=== WRITTEN INSTRUCTION ===
Output every line below without omitting or altering anything.

=== GIVEN DATA ===
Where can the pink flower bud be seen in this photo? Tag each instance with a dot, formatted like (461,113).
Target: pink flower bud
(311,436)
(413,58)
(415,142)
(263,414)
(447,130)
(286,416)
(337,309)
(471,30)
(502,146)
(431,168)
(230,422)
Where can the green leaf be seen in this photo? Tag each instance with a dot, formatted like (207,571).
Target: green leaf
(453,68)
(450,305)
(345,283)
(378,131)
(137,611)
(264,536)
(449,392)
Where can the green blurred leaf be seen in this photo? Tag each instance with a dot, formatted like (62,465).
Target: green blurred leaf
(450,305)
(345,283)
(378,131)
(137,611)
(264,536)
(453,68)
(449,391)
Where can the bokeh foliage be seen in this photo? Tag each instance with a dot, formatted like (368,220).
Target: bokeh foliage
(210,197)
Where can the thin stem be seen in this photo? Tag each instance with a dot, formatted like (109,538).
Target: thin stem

=== FULL ANSWER ===
Where can the pink flower bud be seen in this photo? Tag each instance with a dot, formatted like (461,113).
Target: pink flower bud
(311,436)
(413,58)
(415,142)
(263,414)
(447,130)
(286,416)
(337,309)
(471,30)
(502,146)
(431,168)
(230,422)
Where can the green leaf be seen in this photo? Tag each instance with a dot, formatted like (207,571).
Target: green leaf
(453,68)
(450,305)
(345,283)
(378,131)
(137,611)
(264,536)
(449,392)
Where can the green blurred leaf be seen in this photo? Tag each instance with a dot, formatted like (62,465).
Target: green blurred leaf
(450,305)
(345,283)
(378,131)
(137,611)
(264,536)
(453,68)
(449,391)
Where can the bokeh foliage be seen in this photo? Tag each instance with a dot, formatted like (368,220).
Target: bokeh foliage
(210,197)
Where can the thin stem be seen in this photo? Tag each instance with a dot, formatted like (109,538).
Target: thin stem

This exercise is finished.